## TEXTE
Quatre comédiens ambulants et leur roulotte. En forêt, une roue de la roulotte se casse. On assiste donc à la répétition d'une histoire rocambolesque. Une roulotte magique qui se transforme, un spectacle échevelé, et une très belle esthétique, souligne Sylvie Grimal, à qui revient de dire le mot de la fin: "Lisez le programme, découvrez, prenez des risques."
LES DISCOURS
A l'inauguration du Festival, les "personnages officiels" donnent aussi leur représentation, et viennent sur scène pour saluer la longévité et la qualité de cette fête annuelle du théâtre en Picardie, féliciter les organisateurs et formuler de bons vœux.
Jean-François Gabillet, le président, accueille les hôtes et remercie les différentes collectivités qui apportent une aide financière indispensable : la commune de Coye-la-forêt, le Conseil départemental, l'Aire cantilienne et le Conseil Régional. Il n'oublie pas la dizaine de donateurs ou mécènes qui contribuent à la fête du théâtre et dont les logos figurent sur le programme.
François Deshayes, maire de Coye-la-forêt, dit son plaisir de voir "le théâtre venir à nous", et salue un des rares festivals à être entièrement organisé et géré par des bénévoles, pour lesquels il demande et obtient des applaudissements. Cette année, ajoute-t-il, des travaux ont été faits, d'abord de véritables loges pour les comédiens, ensuite la rénovation de la salle 3 tout juste prête pour l’installation du buffet.
Madame Ladurelle, nouvelle conseillère départementale, Madame Martin, conseillère régionale et Éric Woerth, président de l’Aire cantilienne, affirment ensuite leur soutien au Festival, ce dernier ayant la délicatesse de rappeler le rôle qu’y a joué Claude Domenech pendant plus de trente ans.
Sylvie Marié, spectatrice du Festival depuis des années, se lève alors, surprend l’auditoire un peu assoupi et, à voix haute et claire, s'adressant à tous, lance cette phrase que nous sommes nombreux à avoir pensée et dite à voix basse : "Je ne peux quitter cette salle sans qu'un hommage soit rendu à Claude Domenech. Ici, j'ai besoin qu'on l'entende."
Et François Deshayes de demander à la salle de se lever et d'applaudir.
Une minute pour Claude. Une minute pour celui qui a installé le Festival à Coye.
PV – Vieux mots tard que j'aimais...

## DONNÉES À EXAMINER
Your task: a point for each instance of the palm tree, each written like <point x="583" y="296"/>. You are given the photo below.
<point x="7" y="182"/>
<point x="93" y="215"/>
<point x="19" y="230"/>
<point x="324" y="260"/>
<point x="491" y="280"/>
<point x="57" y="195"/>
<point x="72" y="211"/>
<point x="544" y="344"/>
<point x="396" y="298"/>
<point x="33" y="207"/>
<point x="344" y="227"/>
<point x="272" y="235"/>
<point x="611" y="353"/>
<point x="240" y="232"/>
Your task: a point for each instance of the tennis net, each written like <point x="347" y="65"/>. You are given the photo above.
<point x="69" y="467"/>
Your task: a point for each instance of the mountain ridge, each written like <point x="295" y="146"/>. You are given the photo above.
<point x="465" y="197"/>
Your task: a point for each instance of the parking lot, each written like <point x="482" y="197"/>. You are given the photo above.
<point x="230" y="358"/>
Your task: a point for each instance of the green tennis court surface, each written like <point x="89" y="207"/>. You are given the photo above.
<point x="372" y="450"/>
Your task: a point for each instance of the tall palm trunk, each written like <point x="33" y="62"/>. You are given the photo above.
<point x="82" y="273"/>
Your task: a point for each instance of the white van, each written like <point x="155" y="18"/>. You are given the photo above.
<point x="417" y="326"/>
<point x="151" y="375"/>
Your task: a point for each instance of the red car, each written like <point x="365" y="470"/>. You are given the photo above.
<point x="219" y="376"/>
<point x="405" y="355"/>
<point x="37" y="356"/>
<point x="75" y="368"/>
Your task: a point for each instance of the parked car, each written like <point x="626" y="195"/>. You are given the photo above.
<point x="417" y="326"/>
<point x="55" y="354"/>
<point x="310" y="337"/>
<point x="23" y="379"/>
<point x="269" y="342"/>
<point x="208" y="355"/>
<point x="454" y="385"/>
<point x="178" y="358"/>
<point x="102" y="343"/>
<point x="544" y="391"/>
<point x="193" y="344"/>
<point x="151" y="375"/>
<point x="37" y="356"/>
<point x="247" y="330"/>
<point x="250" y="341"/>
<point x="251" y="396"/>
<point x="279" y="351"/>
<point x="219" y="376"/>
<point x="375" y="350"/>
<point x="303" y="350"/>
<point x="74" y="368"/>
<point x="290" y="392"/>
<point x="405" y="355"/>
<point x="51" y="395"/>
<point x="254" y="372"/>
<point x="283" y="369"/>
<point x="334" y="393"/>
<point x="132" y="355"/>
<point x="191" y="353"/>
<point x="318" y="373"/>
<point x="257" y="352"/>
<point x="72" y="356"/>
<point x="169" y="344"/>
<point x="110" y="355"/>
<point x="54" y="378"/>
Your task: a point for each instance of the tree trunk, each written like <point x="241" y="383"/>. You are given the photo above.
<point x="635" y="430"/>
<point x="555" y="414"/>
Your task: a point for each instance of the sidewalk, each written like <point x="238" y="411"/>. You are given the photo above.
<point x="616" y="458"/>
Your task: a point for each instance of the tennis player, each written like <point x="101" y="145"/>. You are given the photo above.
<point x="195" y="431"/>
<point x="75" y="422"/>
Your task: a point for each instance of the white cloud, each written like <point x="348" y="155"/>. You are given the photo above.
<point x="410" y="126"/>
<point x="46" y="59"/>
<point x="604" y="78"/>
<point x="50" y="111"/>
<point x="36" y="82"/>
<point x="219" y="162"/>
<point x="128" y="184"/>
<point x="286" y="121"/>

## TRAVAIL À FAIRE
Dans le texte sur le festival de théâtre de Coye-la-forêt, recopiez à l'identique tout ce qui va de « Sylvie Marié, spectatrice » jusqu'à « lever et d'applaudir. ».

## RÉPONSE
Sylvie Marié, spectatrice du Festival depuis des années, se lève alors, surprend l’auditoire un peu assoupi et, à voix haute et claire, s'adressant à tous, lance cette phrase que nous sommes nombreux à avoir pensée et dite à voix basse : "Je ne peux quitter cette salle sans qu'un hommage soit rendu à Claude Domenech. Ici, j'ai besoin qu'on l'entende."
Et François Deshayes de demander à la salle de se lever et d'applaudir.